* [TASK INSTRUCTIONS] Find the word "clock" in the material below and gather every line that contains it.

* [DATA]
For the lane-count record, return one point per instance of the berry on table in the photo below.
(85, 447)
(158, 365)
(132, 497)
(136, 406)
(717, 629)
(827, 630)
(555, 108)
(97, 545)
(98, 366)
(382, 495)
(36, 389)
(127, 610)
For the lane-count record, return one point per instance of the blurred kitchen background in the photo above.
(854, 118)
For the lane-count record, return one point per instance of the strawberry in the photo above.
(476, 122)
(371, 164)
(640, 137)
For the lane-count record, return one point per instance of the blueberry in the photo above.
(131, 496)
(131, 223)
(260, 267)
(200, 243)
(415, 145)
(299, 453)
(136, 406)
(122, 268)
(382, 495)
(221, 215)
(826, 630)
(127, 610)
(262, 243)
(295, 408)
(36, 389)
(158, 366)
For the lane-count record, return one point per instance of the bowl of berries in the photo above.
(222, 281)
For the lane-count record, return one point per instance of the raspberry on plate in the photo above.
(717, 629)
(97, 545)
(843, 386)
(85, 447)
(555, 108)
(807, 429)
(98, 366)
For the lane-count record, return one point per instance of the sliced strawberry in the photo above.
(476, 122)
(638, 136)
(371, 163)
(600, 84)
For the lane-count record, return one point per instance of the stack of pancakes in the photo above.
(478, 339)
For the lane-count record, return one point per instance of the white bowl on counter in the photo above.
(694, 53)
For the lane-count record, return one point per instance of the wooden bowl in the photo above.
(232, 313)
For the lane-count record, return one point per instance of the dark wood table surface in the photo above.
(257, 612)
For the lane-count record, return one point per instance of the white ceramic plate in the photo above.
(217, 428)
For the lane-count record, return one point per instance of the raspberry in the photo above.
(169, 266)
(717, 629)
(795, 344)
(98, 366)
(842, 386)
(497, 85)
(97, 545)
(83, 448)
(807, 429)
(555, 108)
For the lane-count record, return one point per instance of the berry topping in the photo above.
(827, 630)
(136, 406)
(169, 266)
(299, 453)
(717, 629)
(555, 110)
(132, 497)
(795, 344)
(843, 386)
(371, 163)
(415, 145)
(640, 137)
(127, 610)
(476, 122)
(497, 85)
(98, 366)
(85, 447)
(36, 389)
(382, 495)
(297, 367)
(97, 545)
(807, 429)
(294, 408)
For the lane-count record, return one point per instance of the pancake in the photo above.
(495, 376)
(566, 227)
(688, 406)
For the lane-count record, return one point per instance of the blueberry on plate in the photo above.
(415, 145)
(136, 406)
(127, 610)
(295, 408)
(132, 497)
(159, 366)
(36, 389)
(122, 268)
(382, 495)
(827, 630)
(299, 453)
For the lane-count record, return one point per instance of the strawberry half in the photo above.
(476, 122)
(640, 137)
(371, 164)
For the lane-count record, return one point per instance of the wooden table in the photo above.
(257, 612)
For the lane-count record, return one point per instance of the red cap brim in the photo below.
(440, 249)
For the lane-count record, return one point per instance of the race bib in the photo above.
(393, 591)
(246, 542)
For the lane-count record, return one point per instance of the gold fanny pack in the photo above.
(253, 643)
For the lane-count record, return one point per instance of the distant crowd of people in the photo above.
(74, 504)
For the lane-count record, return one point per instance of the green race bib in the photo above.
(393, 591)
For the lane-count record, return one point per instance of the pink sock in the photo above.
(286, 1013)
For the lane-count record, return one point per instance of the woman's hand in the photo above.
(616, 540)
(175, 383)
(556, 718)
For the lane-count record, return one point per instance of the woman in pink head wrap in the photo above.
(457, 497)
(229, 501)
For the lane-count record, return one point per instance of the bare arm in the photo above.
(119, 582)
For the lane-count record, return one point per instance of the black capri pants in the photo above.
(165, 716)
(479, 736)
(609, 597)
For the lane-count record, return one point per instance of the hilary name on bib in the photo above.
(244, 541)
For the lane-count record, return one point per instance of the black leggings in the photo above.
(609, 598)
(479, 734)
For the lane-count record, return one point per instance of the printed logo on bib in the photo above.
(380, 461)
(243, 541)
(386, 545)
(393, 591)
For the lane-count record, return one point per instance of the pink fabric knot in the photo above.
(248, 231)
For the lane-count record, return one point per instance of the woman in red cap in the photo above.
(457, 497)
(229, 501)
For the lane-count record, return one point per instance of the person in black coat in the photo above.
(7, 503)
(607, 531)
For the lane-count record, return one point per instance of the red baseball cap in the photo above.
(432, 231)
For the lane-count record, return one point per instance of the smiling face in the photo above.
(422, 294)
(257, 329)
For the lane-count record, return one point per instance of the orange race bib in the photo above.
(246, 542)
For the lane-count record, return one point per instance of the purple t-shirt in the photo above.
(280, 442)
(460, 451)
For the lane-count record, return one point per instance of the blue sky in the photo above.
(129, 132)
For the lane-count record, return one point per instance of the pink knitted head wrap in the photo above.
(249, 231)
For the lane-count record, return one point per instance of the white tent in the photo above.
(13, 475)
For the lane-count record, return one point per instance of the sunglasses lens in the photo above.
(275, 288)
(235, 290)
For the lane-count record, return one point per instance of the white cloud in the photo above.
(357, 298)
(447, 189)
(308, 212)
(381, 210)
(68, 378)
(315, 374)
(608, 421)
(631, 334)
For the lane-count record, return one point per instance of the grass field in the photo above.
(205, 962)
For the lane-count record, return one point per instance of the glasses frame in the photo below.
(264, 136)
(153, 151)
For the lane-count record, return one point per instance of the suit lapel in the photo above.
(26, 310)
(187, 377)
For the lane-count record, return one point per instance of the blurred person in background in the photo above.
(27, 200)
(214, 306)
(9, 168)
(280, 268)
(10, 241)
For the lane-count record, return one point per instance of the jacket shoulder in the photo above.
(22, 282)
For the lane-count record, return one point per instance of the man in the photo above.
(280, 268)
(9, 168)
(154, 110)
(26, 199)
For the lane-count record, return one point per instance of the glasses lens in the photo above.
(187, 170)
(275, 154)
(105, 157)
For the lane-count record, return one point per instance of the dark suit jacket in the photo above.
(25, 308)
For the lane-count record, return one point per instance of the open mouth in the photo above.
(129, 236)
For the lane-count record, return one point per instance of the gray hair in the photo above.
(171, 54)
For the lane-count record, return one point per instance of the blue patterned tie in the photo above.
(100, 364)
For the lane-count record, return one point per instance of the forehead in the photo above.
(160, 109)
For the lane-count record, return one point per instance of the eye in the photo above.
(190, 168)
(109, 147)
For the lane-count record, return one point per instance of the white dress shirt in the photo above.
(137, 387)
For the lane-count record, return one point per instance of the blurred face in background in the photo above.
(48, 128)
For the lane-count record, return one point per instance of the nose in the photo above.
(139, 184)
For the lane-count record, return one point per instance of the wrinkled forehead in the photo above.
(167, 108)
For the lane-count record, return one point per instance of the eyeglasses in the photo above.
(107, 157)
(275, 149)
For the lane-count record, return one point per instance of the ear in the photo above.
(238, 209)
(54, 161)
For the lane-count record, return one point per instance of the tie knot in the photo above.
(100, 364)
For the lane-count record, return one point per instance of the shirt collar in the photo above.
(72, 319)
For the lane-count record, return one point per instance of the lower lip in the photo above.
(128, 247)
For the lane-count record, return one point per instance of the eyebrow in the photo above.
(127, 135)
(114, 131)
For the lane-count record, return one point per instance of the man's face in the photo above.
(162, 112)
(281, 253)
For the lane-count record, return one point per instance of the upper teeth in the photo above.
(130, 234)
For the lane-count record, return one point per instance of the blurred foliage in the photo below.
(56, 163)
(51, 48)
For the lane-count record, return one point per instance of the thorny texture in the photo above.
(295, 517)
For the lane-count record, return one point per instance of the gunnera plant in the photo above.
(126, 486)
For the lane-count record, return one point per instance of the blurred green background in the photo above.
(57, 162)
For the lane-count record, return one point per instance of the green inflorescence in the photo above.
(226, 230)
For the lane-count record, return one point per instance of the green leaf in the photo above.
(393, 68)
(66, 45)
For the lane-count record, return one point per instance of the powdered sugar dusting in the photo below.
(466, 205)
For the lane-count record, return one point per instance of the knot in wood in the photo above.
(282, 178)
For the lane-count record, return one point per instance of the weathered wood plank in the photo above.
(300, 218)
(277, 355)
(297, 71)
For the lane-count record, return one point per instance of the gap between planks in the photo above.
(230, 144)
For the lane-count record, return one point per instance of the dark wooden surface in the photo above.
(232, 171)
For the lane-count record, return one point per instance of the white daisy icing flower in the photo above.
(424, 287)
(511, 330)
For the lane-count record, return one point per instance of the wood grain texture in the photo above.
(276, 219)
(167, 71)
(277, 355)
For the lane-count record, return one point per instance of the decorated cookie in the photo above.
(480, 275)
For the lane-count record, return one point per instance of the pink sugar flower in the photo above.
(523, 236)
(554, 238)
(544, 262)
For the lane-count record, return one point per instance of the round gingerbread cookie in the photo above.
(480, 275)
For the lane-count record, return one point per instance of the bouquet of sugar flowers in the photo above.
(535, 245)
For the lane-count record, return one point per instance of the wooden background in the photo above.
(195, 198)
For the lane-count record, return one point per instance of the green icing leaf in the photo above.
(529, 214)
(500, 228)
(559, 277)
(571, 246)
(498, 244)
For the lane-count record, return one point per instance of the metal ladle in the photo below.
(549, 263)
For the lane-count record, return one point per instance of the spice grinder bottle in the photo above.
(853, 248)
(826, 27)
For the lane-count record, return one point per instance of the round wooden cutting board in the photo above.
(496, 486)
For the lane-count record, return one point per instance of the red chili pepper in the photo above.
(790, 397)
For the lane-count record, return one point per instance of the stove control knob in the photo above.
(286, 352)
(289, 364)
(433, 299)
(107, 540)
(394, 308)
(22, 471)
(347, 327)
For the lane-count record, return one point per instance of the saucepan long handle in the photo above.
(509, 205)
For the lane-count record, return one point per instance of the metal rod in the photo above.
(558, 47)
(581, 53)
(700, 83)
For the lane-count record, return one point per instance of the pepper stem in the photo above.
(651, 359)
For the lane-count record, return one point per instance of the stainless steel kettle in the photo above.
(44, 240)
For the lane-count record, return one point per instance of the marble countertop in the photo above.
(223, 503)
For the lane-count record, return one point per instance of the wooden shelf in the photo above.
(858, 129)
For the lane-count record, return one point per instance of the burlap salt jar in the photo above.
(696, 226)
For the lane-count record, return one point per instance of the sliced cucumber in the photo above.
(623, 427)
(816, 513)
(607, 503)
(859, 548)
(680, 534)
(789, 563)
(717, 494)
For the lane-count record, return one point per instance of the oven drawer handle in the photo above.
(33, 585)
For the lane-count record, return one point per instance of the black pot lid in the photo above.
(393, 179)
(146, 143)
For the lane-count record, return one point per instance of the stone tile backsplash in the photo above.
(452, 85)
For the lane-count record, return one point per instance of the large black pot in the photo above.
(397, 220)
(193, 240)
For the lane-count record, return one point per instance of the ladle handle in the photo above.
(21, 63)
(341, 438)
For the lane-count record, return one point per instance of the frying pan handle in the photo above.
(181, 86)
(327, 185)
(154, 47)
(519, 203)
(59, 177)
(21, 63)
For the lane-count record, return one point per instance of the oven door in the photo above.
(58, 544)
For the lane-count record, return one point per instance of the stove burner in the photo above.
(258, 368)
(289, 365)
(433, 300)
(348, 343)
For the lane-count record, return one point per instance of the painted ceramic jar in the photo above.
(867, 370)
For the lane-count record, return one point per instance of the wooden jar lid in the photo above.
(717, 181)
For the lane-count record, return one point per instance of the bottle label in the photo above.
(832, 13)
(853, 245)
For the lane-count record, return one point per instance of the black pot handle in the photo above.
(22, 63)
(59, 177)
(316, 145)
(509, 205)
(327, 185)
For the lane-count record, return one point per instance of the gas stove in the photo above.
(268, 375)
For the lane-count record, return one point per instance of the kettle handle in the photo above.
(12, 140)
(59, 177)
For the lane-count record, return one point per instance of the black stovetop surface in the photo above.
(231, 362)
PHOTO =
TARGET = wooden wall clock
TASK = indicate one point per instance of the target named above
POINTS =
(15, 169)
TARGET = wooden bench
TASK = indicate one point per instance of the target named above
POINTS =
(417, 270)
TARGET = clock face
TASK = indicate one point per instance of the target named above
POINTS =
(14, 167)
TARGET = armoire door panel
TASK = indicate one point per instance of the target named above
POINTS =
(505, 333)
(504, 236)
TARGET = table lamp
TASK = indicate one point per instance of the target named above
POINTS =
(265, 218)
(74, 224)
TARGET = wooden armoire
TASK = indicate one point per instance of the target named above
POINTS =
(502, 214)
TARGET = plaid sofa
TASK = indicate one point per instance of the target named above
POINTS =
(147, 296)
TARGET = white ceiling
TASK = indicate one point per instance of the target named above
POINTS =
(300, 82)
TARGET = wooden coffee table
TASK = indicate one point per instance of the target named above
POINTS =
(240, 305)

* [SOLUTION BELOW]
TARGET = wooden wall clock
TARGET = clock face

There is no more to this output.